= WORK TO COMPLETE =
When you reach the line containing "wanted | one point per instance" in the data below, reproduce it and every line that follows, exactly and without additions.

= EXERCISE MATERIALS =
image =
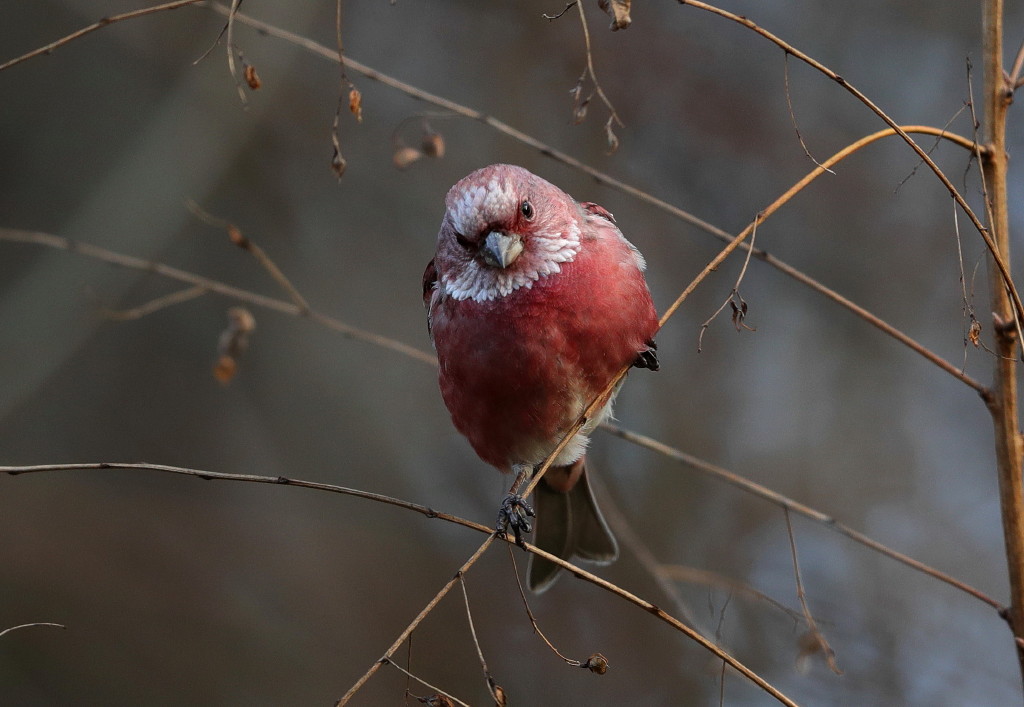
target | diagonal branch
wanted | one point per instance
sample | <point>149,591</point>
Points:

= OUTPUT BELOW =
wanted | one point per instance
sample | <point>149,591</point>
Points:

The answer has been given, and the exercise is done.